### [Stated exercise]
Present the lines of these rows as a numbered list, omitting any blank lines.

Extracted data entries
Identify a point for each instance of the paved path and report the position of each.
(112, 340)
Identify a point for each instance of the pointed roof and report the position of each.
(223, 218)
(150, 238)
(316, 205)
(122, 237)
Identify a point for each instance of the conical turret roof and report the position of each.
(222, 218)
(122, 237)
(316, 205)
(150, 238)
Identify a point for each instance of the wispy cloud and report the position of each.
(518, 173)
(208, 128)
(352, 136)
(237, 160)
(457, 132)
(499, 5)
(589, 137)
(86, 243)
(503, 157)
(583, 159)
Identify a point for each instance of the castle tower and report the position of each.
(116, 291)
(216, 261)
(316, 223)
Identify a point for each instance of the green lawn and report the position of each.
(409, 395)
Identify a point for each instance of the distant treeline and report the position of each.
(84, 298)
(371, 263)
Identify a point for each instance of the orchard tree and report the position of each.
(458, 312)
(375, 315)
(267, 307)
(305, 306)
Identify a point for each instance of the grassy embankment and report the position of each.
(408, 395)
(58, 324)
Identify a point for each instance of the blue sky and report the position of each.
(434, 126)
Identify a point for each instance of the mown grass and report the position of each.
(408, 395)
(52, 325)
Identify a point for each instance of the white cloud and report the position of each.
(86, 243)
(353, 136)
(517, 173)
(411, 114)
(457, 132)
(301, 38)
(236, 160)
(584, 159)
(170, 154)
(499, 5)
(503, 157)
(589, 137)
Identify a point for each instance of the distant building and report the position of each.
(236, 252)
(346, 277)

### [Solution]
1. Identify a point for each instance of the paved path and report the position of each.
2. (112, 340)
3. Identify a point for each instance of the pointed roof and report the position of each.
4. (223, 218)
5. (150, 238)
6. (316, 205)
7. (122, 237)
8. Identify a point for each instance of the conical turret roof and report the position of each.
9. (222, 218)
10. (122, 237)
11. (316, 205)
12. (150, 238)
13. Identify a point for each instance of the wispy cloud and report the position of each.
14. (518, 173)
15. (208, 128)
16. (352, 136)
17. (237, 160)
18. (457, 132)
19. (499, 5)
20. (589, 137)
21. (86, 243)
22. (503, 157)
23. (583, 159)
24. Identify a point for each instance of the castle tower and report the position of each.
25. (116, 291)
26. (216, 261)
27. (316, 223)
28. Identify a point for each instance of the green lawn and report the position of each.
29. (409, 395)
30. Identify a point for each instance of the distant treeline and report the position of each.
31. (84, 298)
32. (371, 263)
33. Identify a point for each instance of the orchard tree and report the position of each.
34. (458, 312)
35. (375, 315)
36. (267, 307)
37. (305, 306)
38. Identify a point for each instance of the grassy embankment and report the position of each.
39. (408, 395)
40. (58, 324)
41. Identify a point for each instance of the blue sky and report the position of each.
42. (434, 126)
43. Identify a point for each instance of the mown grass and report the position of each.
44. (408, 395)
45. (52, 325)
46. Identify a point for each instance of the white cloud and report the position of each.
47. (86, 243)
48. (353, 136)
49. (517, 173)
50. (411, 114)
51. (457, 132)
52. (301, 38)
53. (236, 160)
54. (584, 159)
55. (170, 154)
56. (499, 5)
57. (503, 157)
58. (589, 137)
59. Identify a point for each instance of the distant building and report the position of each.
60. (236, 252)
61. (346, 277)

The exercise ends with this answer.